Task statement: Report every line of the records below that contains the word "rock", treating uppercase and lowercase as different.

Data supplied:
┌──
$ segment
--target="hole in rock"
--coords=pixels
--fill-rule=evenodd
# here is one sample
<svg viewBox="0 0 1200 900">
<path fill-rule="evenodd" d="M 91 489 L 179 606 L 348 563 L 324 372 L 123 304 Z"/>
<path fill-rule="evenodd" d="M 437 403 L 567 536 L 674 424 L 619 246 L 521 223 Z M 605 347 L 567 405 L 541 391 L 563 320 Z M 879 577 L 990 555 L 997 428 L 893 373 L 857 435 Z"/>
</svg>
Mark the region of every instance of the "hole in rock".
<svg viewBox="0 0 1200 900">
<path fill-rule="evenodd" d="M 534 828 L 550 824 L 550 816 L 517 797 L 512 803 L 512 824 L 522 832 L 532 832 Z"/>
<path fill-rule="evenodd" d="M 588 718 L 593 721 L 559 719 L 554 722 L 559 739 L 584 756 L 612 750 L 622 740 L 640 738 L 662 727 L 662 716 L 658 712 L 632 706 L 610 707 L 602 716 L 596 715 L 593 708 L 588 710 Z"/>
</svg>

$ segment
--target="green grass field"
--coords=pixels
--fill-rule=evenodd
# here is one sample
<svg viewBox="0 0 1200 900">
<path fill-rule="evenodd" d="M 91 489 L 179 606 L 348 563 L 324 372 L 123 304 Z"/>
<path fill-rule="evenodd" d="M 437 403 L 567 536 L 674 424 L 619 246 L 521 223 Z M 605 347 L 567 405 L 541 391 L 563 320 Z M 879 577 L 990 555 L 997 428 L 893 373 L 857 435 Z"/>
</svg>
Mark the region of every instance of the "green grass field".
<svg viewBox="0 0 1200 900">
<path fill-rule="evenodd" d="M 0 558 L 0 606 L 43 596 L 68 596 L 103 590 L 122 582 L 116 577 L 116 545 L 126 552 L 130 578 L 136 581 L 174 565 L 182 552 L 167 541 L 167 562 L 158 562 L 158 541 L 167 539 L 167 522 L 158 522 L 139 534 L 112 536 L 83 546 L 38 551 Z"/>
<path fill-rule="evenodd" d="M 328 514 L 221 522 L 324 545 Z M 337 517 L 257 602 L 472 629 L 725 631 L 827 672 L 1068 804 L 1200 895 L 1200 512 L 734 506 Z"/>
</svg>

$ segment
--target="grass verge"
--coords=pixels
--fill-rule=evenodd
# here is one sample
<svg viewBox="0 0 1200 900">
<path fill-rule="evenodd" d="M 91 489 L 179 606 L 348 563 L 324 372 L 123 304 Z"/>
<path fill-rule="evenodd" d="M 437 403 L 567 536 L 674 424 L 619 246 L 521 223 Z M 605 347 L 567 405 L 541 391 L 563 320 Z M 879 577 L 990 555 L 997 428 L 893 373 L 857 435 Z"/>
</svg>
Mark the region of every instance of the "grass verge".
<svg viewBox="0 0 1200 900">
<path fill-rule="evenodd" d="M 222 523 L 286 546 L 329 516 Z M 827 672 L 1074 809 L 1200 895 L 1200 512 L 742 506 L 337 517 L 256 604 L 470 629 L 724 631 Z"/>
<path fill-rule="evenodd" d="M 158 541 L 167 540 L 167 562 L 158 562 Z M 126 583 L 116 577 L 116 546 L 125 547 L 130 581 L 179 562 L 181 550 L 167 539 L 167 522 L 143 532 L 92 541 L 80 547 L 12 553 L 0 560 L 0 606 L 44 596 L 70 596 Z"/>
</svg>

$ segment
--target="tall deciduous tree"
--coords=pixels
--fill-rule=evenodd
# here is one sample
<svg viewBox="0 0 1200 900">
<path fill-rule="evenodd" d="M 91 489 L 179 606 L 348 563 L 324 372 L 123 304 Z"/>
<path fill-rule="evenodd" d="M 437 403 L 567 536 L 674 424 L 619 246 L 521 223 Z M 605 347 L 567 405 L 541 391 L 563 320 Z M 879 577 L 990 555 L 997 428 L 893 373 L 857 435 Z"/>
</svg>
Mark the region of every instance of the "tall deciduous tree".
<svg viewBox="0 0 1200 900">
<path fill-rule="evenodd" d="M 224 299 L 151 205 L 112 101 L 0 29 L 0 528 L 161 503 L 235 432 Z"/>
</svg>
└──
Solved problem:
--target="hole in rock"
Mark the region of every instance of the "hole in rock".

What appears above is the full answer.